WHAT YOU HAVE TO DO:
Carry forward the letter answering the column on cheating by the Astros and in elections, picking up after its final paragraph.

PASSAGE SHOWN section start

I was somewhat surprised to read a recent Signal column entitled “I Guess Cheating Is OK for Astros and Elections” written by my friend Steve Lunetta (Nov. 12). Steve did a phenomenal job of explaining the dastardly acts committed by the Houston Astros in 2017. As a lifelong Dodger fan, I could not have written a better column about that sad escapade in baseball history.
Unfortunately, the remainder of the column appears hastily written and probably requires further discussion. To be clear, Steve raised some valid points, but there is more to them than he discussed in his column.
First of all, I am amazed that we were able to overcome logistical impediments on a scale not seen since the election of 1864, which was conducted during the Civil War. Nearly 150 million people voted in a peaceful manner that set an example for the world.
While there are many allegations of cheating and stealing the election, at the time of this writing, none of the legal challenges appear to have merit. Neither party dominated the election as the polls predicted. If widespread cheating had occurred, one party likely would have dominated. In California the Republicans won back some House seats and defeated several propositions that were written by the Democratic Legislature.

PASSAGE SHOWN section end
DATA EXTRACT section start

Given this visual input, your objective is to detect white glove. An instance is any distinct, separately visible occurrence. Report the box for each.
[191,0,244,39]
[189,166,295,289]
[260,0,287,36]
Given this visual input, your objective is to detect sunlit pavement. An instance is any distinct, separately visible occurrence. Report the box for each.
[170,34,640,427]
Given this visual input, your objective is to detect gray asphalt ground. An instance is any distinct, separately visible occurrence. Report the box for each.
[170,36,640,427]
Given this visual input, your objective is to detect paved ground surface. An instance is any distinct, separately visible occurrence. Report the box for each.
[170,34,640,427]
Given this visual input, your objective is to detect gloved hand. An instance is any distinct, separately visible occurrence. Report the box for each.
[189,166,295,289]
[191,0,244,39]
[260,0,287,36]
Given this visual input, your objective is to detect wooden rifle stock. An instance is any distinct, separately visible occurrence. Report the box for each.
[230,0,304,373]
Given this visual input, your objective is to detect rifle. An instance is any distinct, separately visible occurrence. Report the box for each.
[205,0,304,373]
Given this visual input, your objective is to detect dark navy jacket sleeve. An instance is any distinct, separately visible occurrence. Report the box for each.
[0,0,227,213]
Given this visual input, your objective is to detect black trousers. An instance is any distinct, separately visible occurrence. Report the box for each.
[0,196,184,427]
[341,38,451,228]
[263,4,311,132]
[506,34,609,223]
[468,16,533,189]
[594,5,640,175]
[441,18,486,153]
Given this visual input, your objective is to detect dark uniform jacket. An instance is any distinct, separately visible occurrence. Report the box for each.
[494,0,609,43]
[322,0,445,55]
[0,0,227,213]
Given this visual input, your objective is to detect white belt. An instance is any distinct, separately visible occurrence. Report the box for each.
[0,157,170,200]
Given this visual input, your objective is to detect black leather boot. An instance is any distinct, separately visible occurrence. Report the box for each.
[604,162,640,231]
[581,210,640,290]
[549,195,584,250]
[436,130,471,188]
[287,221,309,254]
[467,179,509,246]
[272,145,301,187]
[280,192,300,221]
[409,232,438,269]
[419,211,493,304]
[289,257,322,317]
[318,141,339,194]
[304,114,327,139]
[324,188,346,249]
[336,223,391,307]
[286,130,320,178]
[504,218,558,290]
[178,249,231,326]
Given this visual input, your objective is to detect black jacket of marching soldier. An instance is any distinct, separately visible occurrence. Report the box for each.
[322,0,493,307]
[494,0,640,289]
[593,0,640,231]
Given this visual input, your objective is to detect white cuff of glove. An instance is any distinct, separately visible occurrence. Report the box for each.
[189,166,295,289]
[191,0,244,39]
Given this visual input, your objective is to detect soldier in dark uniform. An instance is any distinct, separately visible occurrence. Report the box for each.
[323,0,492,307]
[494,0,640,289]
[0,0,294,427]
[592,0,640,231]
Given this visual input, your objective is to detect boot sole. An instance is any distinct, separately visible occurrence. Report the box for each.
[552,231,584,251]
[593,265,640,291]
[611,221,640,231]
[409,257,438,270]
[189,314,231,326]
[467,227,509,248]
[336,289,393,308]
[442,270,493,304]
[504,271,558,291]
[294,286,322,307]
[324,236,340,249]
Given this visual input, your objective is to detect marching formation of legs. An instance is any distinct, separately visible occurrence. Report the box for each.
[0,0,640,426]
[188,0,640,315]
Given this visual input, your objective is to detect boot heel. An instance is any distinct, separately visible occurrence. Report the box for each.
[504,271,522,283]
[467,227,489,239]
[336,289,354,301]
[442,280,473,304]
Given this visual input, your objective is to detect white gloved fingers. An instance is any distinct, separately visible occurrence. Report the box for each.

DATA EXTRACT section end

WRITTEN RESPONSE:
Because of the pandemic, much of America voted by mail. Several states have utilized voting by mail for years without problems, and I suspect it will become the future norm. But as our voting process evolves, we need to ensure that the elections continue to be fair and honest.
Although Steve raises a number of valid points, he failed to mention that President Donald Trump suggested that voters should “stress test the system” by voting twice. Doing so is illegal and the president suggesting that our system is fraudulent may eventually create the perception that democracy is not our best form of government.
Steve also presented valid concerns about voter rolls. He mentioned that there were numerous reports of people receiving multiple ballots with names of deceased or moved voters on the envelope. That is why the ballot signature is so important. If a ballot is received and the signature does not match the signature on file, the ballot is rejected and not counted. Before the election, I thought this was a leap of faith, but apparently automated signature recognition was effectively utilized.
One of my neighbors, who signed up for the online ballot tracing system, mailed in his ballot and was notified that his signature did not match. While I am not certain of the exact procedures, he evidently was able to rectify the problem; this is objective independent evidence that the controls to prevent voter fraud worked.
Having said that, we need to do a better job of purging the voter rolls of deceased and otherwise ineligible voters. In a settlement with Judicial Watch, California embarked on such a program in 2019, the results of which were audited by Ernst & Young, a Big 4 accounting firm well positioned to evaluate the process. Perhaps we should adopt a rule where people who don’t vote are purged from the roles and must re-register.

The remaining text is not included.